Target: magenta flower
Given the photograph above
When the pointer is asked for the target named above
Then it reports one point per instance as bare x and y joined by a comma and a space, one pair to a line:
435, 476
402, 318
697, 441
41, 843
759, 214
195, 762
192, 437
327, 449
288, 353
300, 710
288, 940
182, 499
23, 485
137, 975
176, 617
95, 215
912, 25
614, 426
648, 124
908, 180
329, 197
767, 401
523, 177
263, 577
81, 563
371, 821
──────────
Please reproduce all of the material above verbatim, line by line, without changing anything.

Target: magenta flower
Given the photograph above
When the pointer is asked for the target named above
Then it reports one point per instance as bare x and y joined by a comma and a space, one pair to a line:
435, 476
402, 318
697, 441
41, 843
759, 214
195, 762
192, 437
327, 449
288, 353
300, 710
288, 940
182, 499
23, 485
137, 975
176, 617
95, 215
912, 25
614, 426
648, 124
908, 180
329, 197
767, 401
523, 177
263, 577
81, 563
371, 821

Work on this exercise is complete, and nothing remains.